YOUR GOAL:
Can you write out everything from the line with "[detect] orange jacket" down to the line with "top-left (83, 128), bottom-right (112, 214)", both of those lines and every request in between included, shifting each bounding-box coordinate in the answers up by 52? Leave the sample coordinates in the requests unchanged.

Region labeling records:
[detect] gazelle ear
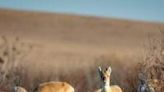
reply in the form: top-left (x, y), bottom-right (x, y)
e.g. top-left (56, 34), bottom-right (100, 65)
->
top-left (98, 66), bottom-right (103, 79)
top-left (106, 66), bottom-right (112, 75)
top-left (98, 66), bottom-right (102, 72)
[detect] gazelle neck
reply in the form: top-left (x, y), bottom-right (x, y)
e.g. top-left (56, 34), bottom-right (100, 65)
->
top-left (102, 81), bottom-right (111, 92)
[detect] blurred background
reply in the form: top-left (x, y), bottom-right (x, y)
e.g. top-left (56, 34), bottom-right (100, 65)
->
top-left (0, 0), bottom-right (164, 92)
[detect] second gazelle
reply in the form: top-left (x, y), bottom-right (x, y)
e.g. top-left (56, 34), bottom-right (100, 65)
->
top-left (95, 67), bottom-right (122, 92)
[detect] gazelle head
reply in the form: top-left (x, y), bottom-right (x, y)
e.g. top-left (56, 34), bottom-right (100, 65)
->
top-left (98, 66), bottom-right (112, 85)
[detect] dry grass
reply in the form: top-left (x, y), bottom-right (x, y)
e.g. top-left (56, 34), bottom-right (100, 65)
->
top-left (0, 34), bottom-right (164, 92)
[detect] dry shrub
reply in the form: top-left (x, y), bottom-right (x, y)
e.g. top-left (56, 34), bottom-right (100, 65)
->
top-left (0, 36), bottom-right (32, 91)
top-left (127, 31), bottom-right (164, 92)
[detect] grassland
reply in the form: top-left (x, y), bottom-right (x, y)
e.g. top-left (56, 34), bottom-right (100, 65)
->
top-left (0, 9), bottom-right (164, 92)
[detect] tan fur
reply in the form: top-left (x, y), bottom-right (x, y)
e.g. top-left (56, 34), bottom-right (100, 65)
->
top-left (14, 86), bottom-right (27, 92)
top-left (37, 82), bottom-right (74, 92)
top-left (95, 67), bottom-right (122, 92)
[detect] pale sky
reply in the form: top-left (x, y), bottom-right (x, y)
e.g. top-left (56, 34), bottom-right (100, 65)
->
top-left (0, 0), bottom-right (164, 23)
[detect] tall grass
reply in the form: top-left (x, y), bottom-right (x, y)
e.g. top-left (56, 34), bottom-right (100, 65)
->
top-left (0, 30), bottom-right (164, 92)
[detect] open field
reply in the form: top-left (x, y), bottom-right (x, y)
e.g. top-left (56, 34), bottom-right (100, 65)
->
top-left (0, 9), bottom-right (164, 92)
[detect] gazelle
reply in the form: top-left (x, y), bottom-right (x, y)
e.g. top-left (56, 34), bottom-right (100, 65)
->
top-left (95, 67), bottom-right (122, 92)
top-left (14, 86), bottom-right (27, 92)
top-left (36, 81), bottom-right (74, 92)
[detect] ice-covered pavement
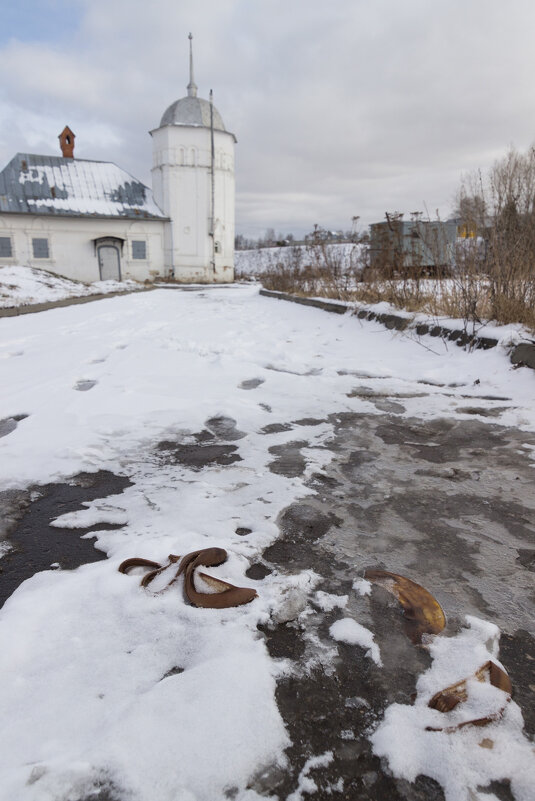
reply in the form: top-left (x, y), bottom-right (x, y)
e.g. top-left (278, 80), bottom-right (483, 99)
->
top-left (0, 287), bottom-right (535, 801)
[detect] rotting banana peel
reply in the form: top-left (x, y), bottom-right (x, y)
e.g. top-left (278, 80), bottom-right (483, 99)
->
top-left (364, 570), bottom-right (446, 644)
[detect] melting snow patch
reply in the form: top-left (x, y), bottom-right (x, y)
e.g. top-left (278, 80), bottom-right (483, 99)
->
top-left (329, 617), bottom-right (383, 667)
top-left (50, 509), bottom-right (128, 528)
top-left (314, 590), bottom-right (348, 612)
top-left (371, 616), bottom-right (535, 801)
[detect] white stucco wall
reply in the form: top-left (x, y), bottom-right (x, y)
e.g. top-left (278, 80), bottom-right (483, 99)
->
top-left (151, 125), bottom-right (235, 282)
top-left (0, 214), bottom-right (165, 283)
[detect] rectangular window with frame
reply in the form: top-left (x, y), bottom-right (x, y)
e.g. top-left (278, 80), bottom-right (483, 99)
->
top-left (132, 239), bottom-right (147, 259)
top-left (0, 236), bottom-right (13, 259)
top-left (32, 238), bottom-right (50, 259)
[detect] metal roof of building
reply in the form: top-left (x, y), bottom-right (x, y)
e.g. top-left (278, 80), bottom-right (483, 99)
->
top-left (160, 96), bottom-right (226, 131)
top-left (0, 153), bottom-right (167, 220)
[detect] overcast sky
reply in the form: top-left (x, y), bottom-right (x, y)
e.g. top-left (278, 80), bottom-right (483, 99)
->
top-left (0, 0), bottom-right (535, 236)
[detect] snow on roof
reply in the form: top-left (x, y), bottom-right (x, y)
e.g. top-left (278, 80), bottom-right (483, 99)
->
top-left (0, 153), bottom-right (167, 220)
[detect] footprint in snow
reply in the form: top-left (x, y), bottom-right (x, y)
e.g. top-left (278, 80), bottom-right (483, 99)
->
top-left (73, 379), bottom-right (97, 392)
top-left (0, 414), bottom-right (28, 437)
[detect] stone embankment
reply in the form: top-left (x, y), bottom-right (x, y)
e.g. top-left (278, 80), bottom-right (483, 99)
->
top-left (260, 289), bottom-right (535, 370)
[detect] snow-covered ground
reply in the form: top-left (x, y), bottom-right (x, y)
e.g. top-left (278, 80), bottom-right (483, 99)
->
top-left (0, 265), bottom-right (141, 309)
top-left (0, 287), bottom-right (535, 801)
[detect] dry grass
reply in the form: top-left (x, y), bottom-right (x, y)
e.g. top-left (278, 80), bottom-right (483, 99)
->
top-left (262, 265), bottom-right (535, 333)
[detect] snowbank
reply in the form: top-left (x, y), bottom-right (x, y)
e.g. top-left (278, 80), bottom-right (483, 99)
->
top-left (0, 265), bottom-right (141, 309)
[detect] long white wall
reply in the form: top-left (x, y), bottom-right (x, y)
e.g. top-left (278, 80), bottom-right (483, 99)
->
top-left (0, 214), bottom-right (165, 283)
top-left (151, 125), bottom-right (235, 282)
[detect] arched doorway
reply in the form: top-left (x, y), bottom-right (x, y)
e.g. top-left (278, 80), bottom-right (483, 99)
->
top-left (94, 236), bottom-right (124, 281)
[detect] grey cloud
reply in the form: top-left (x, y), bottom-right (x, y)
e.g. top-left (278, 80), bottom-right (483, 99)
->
top-left (0, 0), bottom-right (535, 238)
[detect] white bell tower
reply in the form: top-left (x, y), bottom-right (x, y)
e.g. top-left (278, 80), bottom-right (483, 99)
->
top-left (150, 33), bottom-right (236, 283)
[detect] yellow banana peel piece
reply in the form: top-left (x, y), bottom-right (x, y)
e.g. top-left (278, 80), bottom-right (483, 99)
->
top-left (364, 570), bottom-right (446, 643)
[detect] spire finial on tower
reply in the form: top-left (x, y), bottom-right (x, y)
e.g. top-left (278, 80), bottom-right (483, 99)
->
top-left (188, 33), bottom-right (197, 97)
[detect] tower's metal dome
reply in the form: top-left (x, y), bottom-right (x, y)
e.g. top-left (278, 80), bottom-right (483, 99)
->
top-left (160, 95), bottom-right (226, 131)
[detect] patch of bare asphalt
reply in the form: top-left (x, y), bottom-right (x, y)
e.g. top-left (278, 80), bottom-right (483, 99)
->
top-left (0, 470), bottom-right (130, 606)
top-left (251, 413), bottom-right (535, 801)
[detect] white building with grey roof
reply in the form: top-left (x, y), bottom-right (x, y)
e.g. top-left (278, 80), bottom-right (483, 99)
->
top-left (0, 35), bottom-right (236, 283)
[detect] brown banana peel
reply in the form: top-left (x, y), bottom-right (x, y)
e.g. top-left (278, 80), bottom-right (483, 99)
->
top-left (119, 548), bottom-right (257, 609)
top-left (364, 570), bottom-right (446, 644)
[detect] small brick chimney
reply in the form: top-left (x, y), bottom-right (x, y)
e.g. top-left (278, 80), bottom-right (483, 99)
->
top-left (58, 125), bottom-right (75, 159)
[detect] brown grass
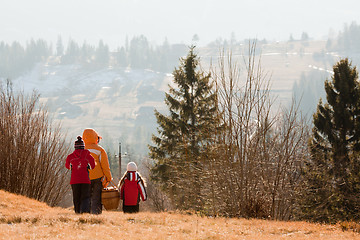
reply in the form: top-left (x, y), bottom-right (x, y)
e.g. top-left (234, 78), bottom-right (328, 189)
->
top-left (0, 190), bottom-right (360, 240)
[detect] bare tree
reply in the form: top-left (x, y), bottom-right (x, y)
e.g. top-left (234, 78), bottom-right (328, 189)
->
top-left (207, 43), bottom-right (308, 219)
top-left (0, 81), bottom-right (70, 206)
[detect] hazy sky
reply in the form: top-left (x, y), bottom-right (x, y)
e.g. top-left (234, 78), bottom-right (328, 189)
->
top-left (0, 0), bottom-right (360, 49)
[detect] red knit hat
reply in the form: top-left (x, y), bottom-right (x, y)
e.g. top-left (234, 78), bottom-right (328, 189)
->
top-left (74, 136), bottom-right (85, 149)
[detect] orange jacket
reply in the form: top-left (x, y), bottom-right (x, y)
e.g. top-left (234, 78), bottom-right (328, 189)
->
top-left (83, 128), bottom-right (112, 182)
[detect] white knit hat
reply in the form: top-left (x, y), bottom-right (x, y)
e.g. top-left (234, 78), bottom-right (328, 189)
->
top-left (126, 162), bottom-right (137, 172)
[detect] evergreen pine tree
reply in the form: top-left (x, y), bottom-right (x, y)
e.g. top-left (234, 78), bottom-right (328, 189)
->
top-left (150, 47), bottom-right (217, 210)
top-left (301, 59), bottom-right (360, 222)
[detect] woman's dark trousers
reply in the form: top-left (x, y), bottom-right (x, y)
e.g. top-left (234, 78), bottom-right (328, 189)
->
top-left (71, 183), bottom-right (90, 213)
top-left (90, 178), bottom-right (103, 214)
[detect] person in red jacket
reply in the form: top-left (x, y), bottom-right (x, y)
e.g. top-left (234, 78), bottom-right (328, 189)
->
top-left (119, 162), bottom-right (147, 213)
top-left (65, 136), bottom-right (95, 213)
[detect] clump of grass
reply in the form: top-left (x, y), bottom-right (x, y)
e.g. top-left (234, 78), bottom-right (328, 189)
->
top-left (0, 216), bottom-right (25, 224)
top-left (31, 217), bottom-right (40, 224)
top-left (340, 221), bottom-right (360, 233)
top-left (78, 217), bottom-right (105, 224)
top-left (59, 216), bottom-right (71, 223)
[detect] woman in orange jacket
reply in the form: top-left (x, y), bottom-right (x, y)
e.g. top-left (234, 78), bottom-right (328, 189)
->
top-left (83, 128), bottom-right (112, 214)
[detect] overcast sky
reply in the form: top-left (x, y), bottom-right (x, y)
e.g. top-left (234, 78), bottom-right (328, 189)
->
top-left (0, 0), bottom-right (360, 49)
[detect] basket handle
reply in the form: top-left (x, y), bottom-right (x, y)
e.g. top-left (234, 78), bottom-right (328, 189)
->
top-left (106, 180), bottom-right (119, 191)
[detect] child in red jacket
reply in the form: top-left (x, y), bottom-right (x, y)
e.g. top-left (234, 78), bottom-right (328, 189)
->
top-left (65, 136), bottom-right (95, 213)
top-left (119, 162), bottom-right (147, 213)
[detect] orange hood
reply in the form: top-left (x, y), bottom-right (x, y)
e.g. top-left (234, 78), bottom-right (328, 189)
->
top-left (83, 128), bottom-right (101, 144)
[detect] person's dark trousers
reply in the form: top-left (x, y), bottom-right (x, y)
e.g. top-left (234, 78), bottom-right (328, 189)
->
top-left (90, 178), bottom-right (103, 214)
top-left (123, 204), bottom-right (139, 213)
top-left (71, 183), bottom-right (90, 213)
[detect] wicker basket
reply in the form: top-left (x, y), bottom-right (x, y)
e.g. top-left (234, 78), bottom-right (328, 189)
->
top-left (101, 184), bottom-right (120, 210)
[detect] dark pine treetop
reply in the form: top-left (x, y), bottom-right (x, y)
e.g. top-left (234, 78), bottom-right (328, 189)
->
top-left (302, 59), bottom-right (360, 222)
top-left (150, 47), bottom-right (217, 209)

ANSWER IN FULL:
[detect] orange jacket
reply in the form: top-left (x, y), bottom-right (x, y)
e.g. top-left (234, 78), bottom-right (328, 189)
->
top-left (135, 180), bottom-right (164, 234)
[detect] white knit hat
reply in the form: top-left (x, y), bottom-right (x, y)
e.g. top-left (234, 78), bottom-right (328, 189)
->
top-left (178, 214), bottom-right (189, 224)
[detect] evergreen pine tree
reply in the form: top-left (x, y), bottom-right (x, y)
e.g. top-left (234, 78), bottom-right (328, 189)
->
top-left (202, 99), bottom-right (269, 262)
top-left (353, 111), bottom-right (412, 274)
[detect] woman's dark trousers
reply in the form: top-left (x, y), bottom-right (x, y)
e.g. top-left (234, 78), bottom-right (328, 189)
->
top-left (123, 235), bottom-right (142, 265)
top-left (142, 230), bottom-right (155, 266)
[detect] person in red jacket
reply in the form: top-left (x, y), bottom-right (x, y)
e.g. top-left (234, 78), bottom-right (328, 189)
->
top-left (171, 214), bottom-right (199, 265)
top-left (117, 188), bottom-right (147, 265)
[detect] clump of grass
reply in the form: top-left (x, y), bottom-right (x, y)
e.g. top-left (234, 78), bottom-right (328, 189)
->
top-left (52, 268), bottom-right (77, 276)
top-left (83, 269), bottom-right (92, 276)
top-left (392, 273), bottom-right (412, 285)
top-left (130, 269), bottom-right (157, 276)
top-left (111, 268), bottom-right (123, 275)
[detect] woman in orange jacket
reply in the form: top-left (x, y), bottom-right (x, y)
e.g. top-left (234, 78), bottom-right (328, 189)
->
top-left (135, 180), bottom-right (164, 266)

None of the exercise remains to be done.